Can you reproduce every line of the listing below word for word, without changing anything?
━━━ DATA IN THIS EXERCISE ━━━
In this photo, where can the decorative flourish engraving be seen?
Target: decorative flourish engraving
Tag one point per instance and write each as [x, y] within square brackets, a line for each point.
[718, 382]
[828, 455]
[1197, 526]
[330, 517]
━━━
TASK ANSWER:
In this photo, where can the decorative flourish engraving be seen?
Target: decorative flourish engraving
Tag one point per instance and write each as [x, y] within square brackets, a line for each point.
[718, 382]
[828, 455]
[1197, 526]
[330, 517]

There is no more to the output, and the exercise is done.